Work to do:
1. Answer these questions using the passage about Ron Swanson's steaks:
(a) Which restaurant did Ron frequently visit, and in what city?
(b) What did he do with his steak during each visit?
(c) What was the weight of the lightest of the six steaks he recorded?
2. In the passage about Ron Swanson's steaks, rewrite the paragraph beginning "Before it closed, Ron Swanson" as a single shorter sentence that keeps its main facts.

Selected excerpt:
********************

Before it closed, Ron Swanson was a frequent patron of Charles Mulligan’s Steakhouse in Indianapolis, Indiana. Ron enjoyed the experience so much, during each visit he took a picture with his steak.

Ron also weighed each steak he consumed. He has a record of eating six “22 ounce” Charles Mulligan’s porterhouse steaks. Ron found that these six steaks weighed

\[ 22.4 \text{ oz}, \ 20.8 \text{ oz}, \ 21.6 \text{ oz}, \ 20.2 \text{ oz}, \ 21.4 \text{ oz}, \ 22.0 \text{ oz} \]

Suppose that “22 ounce” Charles Mulligan’s porterhouse steaks follow a \(N(\mu, \sigma^2)\) distribution and that Ron’s six steaks were a random sample.

********************

Records from a collection:
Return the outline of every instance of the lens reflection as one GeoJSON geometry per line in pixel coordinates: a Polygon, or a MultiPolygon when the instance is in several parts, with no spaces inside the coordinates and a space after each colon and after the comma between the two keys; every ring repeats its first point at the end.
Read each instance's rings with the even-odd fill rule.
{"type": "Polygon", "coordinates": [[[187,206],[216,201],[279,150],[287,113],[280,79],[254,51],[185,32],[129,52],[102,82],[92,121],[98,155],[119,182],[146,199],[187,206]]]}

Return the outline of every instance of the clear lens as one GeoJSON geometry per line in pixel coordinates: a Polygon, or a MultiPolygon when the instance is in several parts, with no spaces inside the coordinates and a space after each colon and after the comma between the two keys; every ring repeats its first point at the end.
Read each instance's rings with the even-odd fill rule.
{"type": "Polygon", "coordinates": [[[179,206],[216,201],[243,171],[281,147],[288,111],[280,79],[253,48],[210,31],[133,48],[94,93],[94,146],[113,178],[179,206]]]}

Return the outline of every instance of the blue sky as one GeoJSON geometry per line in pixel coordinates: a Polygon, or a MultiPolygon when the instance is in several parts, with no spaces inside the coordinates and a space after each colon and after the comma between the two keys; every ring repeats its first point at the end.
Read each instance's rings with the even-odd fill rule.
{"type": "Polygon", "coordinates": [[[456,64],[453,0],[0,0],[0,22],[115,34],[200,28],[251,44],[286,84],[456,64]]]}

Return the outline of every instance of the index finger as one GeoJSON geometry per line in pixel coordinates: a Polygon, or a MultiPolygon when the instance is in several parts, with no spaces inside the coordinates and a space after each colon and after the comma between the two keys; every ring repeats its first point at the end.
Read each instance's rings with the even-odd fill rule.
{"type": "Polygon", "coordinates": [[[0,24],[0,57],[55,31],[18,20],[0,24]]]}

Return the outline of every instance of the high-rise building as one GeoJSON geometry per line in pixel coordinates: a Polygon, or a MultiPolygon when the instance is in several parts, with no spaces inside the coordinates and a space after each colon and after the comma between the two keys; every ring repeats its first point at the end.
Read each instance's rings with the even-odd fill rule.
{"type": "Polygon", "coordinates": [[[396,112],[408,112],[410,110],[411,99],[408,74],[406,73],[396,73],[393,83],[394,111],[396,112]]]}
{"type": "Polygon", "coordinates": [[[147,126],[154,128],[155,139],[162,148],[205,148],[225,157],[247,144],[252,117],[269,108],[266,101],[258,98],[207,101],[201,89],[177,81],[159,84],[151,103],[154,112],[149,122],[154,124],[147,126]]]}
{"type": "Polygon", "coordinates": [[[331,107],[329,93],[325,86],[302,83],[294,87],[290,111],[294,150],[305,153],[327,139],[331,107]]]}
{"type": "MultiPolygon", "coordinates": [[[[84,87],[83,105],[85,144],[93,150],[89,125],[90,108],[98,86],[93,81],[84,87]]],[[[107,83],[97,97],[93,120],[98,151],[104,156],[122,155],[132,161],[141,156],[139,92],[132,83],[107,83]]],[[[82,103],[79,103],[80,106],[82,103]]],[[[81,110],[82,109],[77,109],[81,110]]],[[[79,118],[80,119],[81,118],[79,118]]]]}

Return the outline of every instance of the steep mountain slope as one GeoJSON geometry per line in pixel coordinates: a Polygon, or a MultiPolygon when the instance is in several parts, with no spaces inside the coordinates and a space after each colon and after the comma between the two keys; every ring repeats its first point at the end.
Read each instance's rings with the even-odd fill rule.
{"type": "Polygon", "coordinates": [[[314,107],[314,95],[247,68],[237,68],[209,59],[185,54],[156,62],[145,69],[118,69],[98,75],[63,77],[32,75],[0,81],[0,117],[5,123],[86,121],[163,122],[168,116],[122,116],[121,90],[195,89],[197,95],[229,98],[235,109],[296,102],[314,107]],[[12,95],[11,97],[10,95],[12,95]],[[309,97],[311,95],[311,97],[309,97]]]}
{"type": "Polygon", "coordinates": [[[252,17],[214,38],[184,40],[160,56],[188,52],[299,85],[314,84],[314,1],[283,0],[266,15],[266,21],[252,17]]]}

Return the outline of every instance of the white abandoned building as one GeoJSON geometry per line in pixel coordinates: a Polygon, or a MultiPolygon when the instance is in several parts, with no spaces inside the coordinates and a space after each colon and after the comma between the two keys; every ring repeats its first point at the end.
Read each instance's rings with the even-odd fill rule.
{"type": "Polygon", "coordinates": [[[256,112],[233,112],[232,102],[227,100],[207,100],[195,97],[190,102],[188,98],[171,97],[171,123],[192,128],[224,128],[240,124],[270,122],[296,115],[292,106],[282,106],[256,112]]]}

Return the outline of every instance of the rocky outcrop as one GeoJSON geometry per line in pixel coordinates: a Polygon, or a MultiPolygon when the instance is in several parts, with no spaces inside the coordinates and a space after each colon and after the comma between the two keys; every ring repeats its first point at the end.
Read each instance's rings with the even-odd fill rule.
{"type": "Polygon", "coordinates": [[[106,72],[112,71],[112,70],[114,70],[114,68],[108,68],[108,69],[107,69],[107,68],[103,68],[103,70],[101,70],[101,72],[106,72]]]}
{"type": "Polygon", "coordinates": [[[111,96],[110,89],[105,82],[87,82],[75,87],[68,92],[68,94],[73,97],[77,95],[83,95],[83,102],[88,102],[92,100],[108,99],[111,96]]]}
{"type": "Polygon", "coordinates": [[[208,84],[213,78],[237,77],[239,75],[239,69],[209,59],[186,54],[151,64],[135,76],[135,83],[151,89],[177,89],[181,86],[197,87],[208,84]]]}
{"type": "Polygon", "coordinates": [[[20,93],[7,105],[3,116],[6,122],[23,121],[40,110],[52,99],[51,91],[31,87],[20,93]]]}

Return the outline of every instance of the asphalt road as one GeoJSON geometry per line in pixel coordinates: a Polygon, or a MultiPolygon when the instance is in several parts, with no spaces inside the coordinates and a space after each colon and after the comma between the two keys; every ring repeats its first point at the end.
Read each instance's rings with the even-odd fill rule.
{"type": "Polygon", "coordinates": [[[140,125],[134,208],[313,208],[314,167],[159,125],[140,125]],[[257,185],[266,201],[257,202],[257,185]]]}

********************

Per-task outputs:
1.
(a) Charles Mulligan's Steakhouse in Indianapolis, Indiana
(b) He took a picture with it.
(c) 20.2 oz

2. Ron Swanson often ate at Charles Mulligan's Steakhouse in Indianapolis, Indiana, before it closed, and he photographed himself with his steak on every visit.